### Supplied passage
□ □ □ □ □ □ □
Jesuit Father Patrick T. Brannan died at Manresa Hall Jesuit Community on Jan. 24, 2017, at the age of 84.

He was born in Philadelphia, Pennsylvania, on July 16, 1932. He graduated from St. Joseph’s Prep and entered the Society of Jesus at the Novitiate of St. Isaac Jogues in Wernersville, Pennsylvania in 1950. He received both his B.A. and Licentiate in Philosophy from Loyola Seminary in Shrub Oak, New York, and his Bachelor and Doctorate of Sacred Theology from Woodstock College in Maryland. He was ordained a priest on June 16, 1963.
□ □ □ □ □ □ □
### Material provided
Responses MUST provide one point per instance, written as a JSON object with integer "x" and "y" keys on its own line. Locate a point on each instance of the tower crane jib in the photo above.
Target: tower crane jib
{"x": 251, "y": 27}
□ □ □ □ □ □ □
### What is asked
1. Using the Brannan obituary, explain what makes the title "Jesuit Father" fit him.
2. List every academic degree the Brannan obituary says he received, with the institution that granted each one.

### Task solutions
1. He entered the Society of Jesus at the Novitiate of St. Isaac Jogues in Wernersville, Pennsylvania, in 1950, which makes him a Jesuit. He was ordained a priest on June 16, 1963, which accounts for "Father."

2.
- B.A., Loyola Seminary in Shrub Oak, New York
- Licentiate in Philosophy, Loyola Seminary in Shrub Oak, New York
- Bachelor of Sacred Theology, Woodstock College in Maryland
- Doctorate of Sacred Theology, Woodstock College in Maryland